- STATED TASK 1 -
Reproduce verbatim the entire passage on Finnish historians and national narratives.

- SOURCE EXTRACT -
☆ ☆ ☆ ☆
Finnish mainstream historians held on to their views and interpretations which became part of the nationally adopted established truth. Only much later as the 21st century approached has it become possible for historians in Finland to become more relaxed about the issues and admit, that, maybe, the Russians too had a point when they questioned some of the historical and legal premises on which the Finns had based the defence of their autonomy.

Historians were very much in demand during the inter-war period and the war years to lend their reputations as researches in the nationalist cause and for the irredentist dreams of a Greater Finland. After the war the same historians were employed in promoting the thesis of the Finland’s separate war with the Soviet-Union and portraying Finland as a piece of floating driftwood with no control over events or real choices concerning its action during the war. But a younger generations of historians already during the Cold War effectively sank this so-called ”driftwood” theory. Nevertheless the subject remains sensitive, as witnessed by some of the Finnish reactions to Henrik Arnstad’s recent biography of the Swedish wartime Foreign Minister Christian Günther, where Finland is portrayed as a rather willing and active ally of Nazi Germany.

With the Cold War and the Soviet shadow over Finland also new politically convenient historical narratives were taken into use, such as over-emphasizing the role and personal commitment of Lenin in recognizing Finland’s independence, which in more extreme interpretations made our independence look like a gift from Lenin. When president Kekkonen promoted this interpretation it was also a calculated pre-emption of possible future Soviet tendencies to call this independence into question.
☆ ☆ ☆ ☆
- INPUT ROWS -
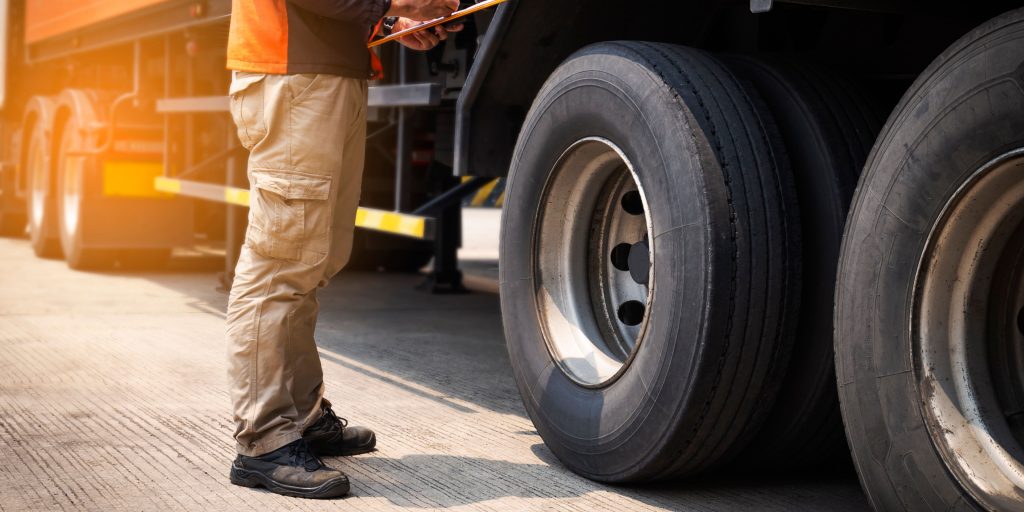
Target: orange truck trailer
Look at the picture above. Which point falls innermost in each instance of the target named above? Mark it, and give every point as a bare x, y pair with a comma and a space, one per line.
☆ ☆ ☆ ☆
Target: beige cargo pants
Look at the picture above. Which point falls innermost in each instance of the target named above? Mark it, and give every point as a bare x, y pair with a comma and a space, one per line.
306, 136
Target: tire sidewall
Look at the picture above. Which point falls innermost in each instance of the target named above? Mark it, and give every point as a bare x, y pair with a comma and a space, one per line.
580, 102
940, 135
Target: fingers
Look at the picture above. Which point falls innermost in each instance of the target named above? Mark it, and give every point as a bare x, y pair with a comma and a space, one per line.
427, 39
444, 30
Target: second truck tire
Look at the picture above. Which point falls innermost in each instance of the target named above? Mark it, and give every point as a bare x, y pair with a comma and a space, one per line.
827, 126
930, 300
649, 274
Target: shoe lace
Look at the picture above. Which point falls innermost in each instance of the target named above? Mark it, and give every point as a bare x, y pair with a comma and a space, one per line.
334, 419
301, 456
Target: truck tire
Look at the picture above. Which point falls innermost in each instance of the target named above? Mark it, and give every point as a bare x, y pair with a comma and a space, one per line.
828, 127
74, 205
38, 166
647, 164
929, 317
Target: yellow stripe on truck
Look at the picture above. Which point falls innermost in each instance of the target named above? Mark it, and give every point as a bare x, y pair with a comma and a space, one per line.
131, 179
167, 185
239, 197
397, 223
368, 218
☆ ☆ ☆ ☆
- STATED TASK 2 -
Count the lines in the entries that contain the string "truck". Reply with the number alone.

- TASK RESULT 1 -
Finnish mainstream historians held on to their views and interpretations which became part of the nationally adopted established truth. Only much later as the 21st century approached has it become possible for historians in Finland to become more relaxed about the issues and admit, that, maybe, the Russians too had a point when they questioned some of the historical and legal premises on which the Finns had based the defence of their autonomy.

Historians were very much in demand during the inter-war period and the war years to lend their reputations as researches in the nationalist cause and for the irredentist dreams of a Greater Finland. After the war the same historians were employed in promoting the thesis of the Finland’s separate war with the Soviet-Union and portraying Finland as a piece of floating driftwood with no control over events or real choices concerning its action during the war. But a younger generations of historians already during the Cold War effectively sank this so-called ”driftwood” theory. Nevertheless the subject remains sensitive, as witnessed by some of the Finnish reactions to Henrik Arnstad’s recent biography of the Swedish wartime Foreign Minister Christian Günther, where Finland is portrayed as a rather willing and active ally of Nazi Germany.

With the Cold War and the Soviet shadow over Finland also new politically convenient historical narratives were taken into use, such as over-emphasizing the role and personal commitment of Lenin in recognizing Finland’s independence, which in more extreme interpretations made our independence look like a gift from Lenin. When president Kekkonen promoted this interpretation it was also a calculated pre-emption of possible future Soviet tendencies to call this independence into question.

- TASK RESULT 2 -
4